TASK BRIEF: Please output the records below in full, exactly as given, but without the images.

[Natural-language object grounding data]
* * *

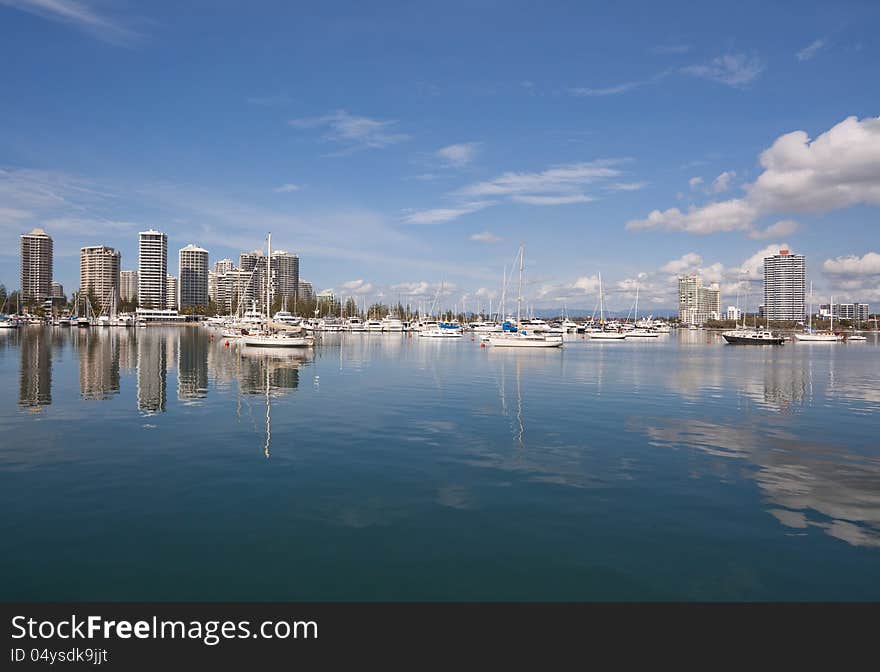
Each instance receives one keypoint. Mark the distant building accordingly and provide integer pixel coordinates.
(785, 286)
(193, 278)
(306, 291)
(128, 285)
(99, 273)
(171, 292)
(152, 269)
(845, 311)
(36, 265)
(697, 304)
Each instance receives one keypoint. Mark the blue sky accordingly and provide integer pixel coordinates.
(396, 146)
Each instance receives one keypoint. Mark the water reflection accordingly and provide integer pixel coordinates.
(817, 484)
(35, 372)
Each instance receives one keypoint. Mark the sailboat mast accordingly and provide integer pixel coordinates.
(268, 274)
(519, 293)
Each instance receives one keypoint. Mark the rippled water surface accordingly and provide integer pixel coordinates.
(159, 464)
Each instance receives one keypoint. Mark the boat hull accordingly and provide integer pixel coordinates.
(748, 340)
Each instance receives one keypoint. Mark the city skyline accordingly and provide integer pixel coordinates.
(698, 146)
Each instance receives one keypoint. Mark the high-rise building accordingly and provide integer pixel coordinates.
(306, 291)
(785, 276)
(171, 292)
(99, 273)
(36, 265)
(224, 265)
(193, 277)
(285, 276)
(696, 303)
(128, 285)
(152, 269)
(845, 311)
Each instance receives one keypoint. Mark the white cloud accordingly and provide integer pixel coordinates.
(486, 237)
(808, 52)
(606, 91)
(722, 182)
(80, 14)
(459, 155)
(438, 215)
(688, 262)
(552, 200)
(839, 169)
(357, 287)
(753, 267)
(560, 179)
(353, 132)
(784, 227)
(851, 265)
(735, 70)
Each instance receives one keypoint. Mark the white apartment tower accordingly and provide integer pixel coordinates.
(696, 303)
(36, 265)
(99, 273)
(152, 268)
(128, 285)
(785, 279)
(193, 277)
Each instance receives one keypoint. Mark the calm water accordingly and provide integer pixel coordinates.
(144, 464)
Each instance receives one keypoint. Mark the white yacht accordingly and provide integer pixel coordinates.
(392, 323)
(523, 338)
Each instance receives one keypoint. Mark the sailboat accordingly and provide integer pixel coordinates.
(744, 336)
(274, 334)
(640, 332)
(522, 338)
(819, 336)
(603, 335)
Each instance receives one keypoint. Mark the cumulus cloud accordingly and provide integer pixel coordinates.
(735, 70)
(808, 52)
(688, 262)
(839, 169)
(459, 155)
(722, 182)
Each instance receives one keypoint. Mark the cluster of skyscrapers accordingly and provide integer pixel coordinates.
(101, 276)
(785, 295)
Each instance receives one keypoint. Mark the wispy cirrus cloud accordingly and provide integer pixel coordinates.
(81, 14)
(811, 50)
(486, 237)
(354, 133)
(733, 69)
(440, 215)
(459, 155)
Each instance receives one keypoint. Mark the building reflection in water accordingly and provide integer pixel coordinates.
(99, 364)
(798, 477)
(192, 365)
(152, 372)
(271, 373)
(35, 372)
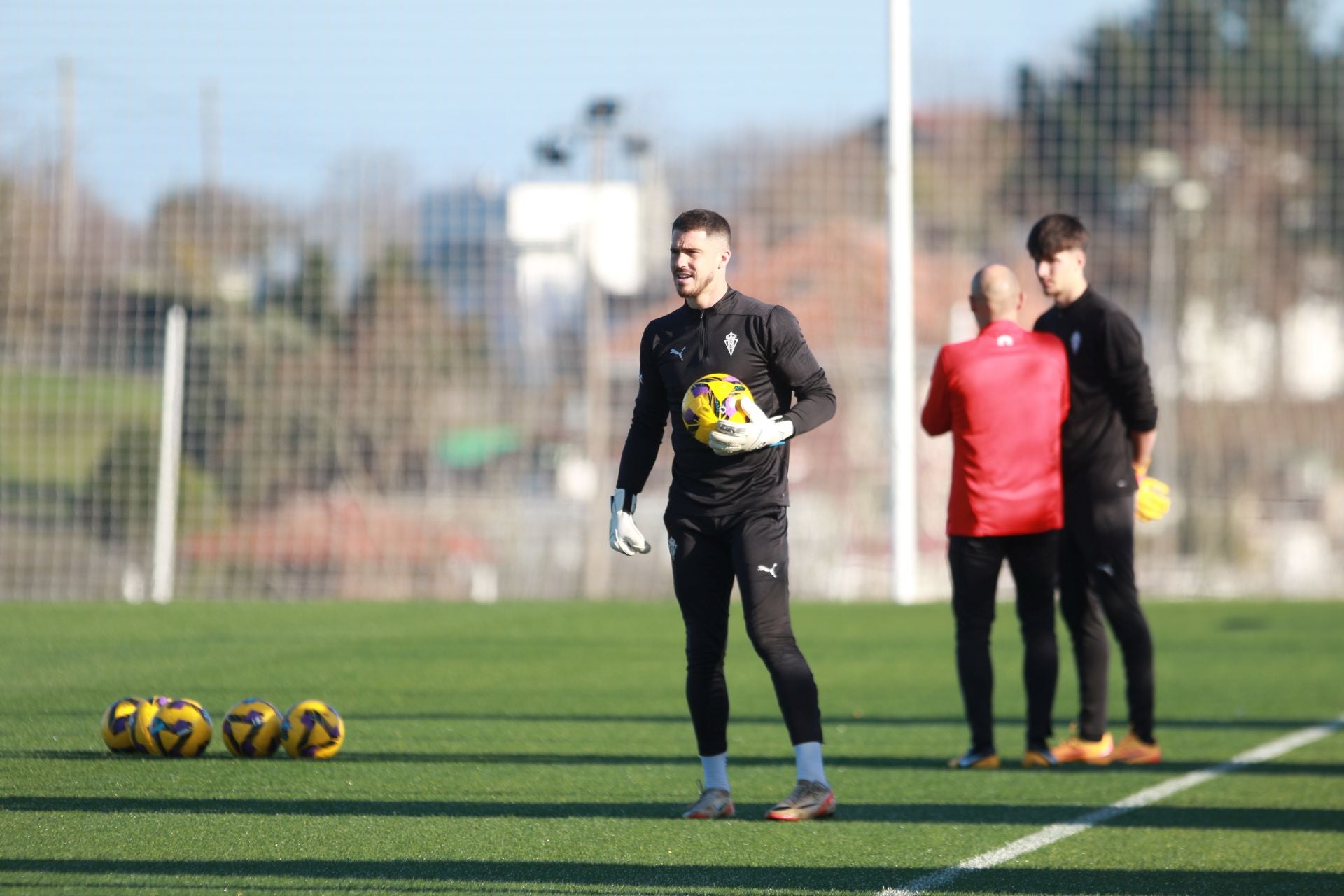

* * *

ANSWER AREA:
Each instance receives one keypoint. Mark the distant building accordingly and provide integer pixel coordinates.
(785, 286)
(193, 278)
(306, 291)
(128, 285)
(99, 273)
(171, 292)
(152, 269)
(845, 311)
(36, 265)
(697, 304)
Each instance receives one keypoint. Mark the blue sky accordingly and provide integer pixel coordinates.
(396, 146)
Each instance receives one keypoint. Mark the water reflection accordingly and provide integer pixel coordinates.
(817, 484)
(35, 372)
Each instance receives one keypoint. Mark the sailboat mast accordingly and provide integer pixel coordinates.
(268, 274)
(519, 293)
Each instance receives one keypoint. Mark the rippled water surface accordingly and provide integer pixel coordinates.
(159, 464)
Each instance receives one keypoint. Mark the boat hull accordingly and provide integer pixel coordinates.
(748, 340)
Each instance receives one keypoint. Mark the city skyline accordingly and provide integer pixel coordinates.
(698, 146)
Each instance receives one keypoint. Mark the high-rise building accordingly and provide integer pixel coordinates.
(306, 291)
(785, 276)
(171, 292)
(99, 273)
(36, 265)
(224, 265)
(193, 277)
(285, 276)
(696, 303)
(128, 285)
(152, 269)
(845, 311)
Each instance receives one keypoint. Mark the white cloud accordingly and provide integer pixel coordinates.
(486, 237)
(808, 52)
(606, 91)
(722, 182)
(80, 14)
(459, 155)
(438, 215)
(688, 262)
(552, 200)
(839, 169)
(357, 287)
(753, 267)
(560, 179)
(353, 132)
(784, 227)
(851, 265)
(735, 70)
Each instance receives one keypoint. Mark the white apartment tower accordingly and provide integer pixel coordinates.
(696, 303)
(36, 265)
(99, 273)
(152, 268)
(128, 285)
(785, 279)
(193, 277)
Each instance receives one keypoint. Mark the calm water accordingly and provide integer pixel coordinates.
(144, 464)
Each instance receives one keypoint. Mark the white yacht accordingly and provide integer pixel coordinates.
(392, 323)
(523, 338)
Each instance receives one keypoint. Mark the sailboat accordingly and provide integer pixel coordinates.
(744, 336)
(274, 334)
(640, 332)
(522, 338)
(819, 336)
(603, 335)
Each instance receives one keypoint. Mark the cumulus cloud accordingly and provide integer pixel coordinates.
(735, 70)
(808, 52)
(688, 262)
(839, 169)
(459, 155)
(722, 182)
Each instance receives one keypoint. Mark the cluster of skyscrapers accordingly and provide integer pixel coordinates.
(101, 276)
(785, 295)
Each instance receives one keypoint. Mark the wispy cirrus cloud accordingly and provide integer pixel coordinates.
(81, 14)
(811, 50)
(486, 237)
(354, 133)
(733, 69)
(440, 215)
(459, 155)
Each instance receives one keypoint. Mark the building reflection in water accordingly and provide integer pixel coordinates.
(99, 364)
(798, 477)
(192, 365)
(152, 372)
(271, 373)
(35, 372)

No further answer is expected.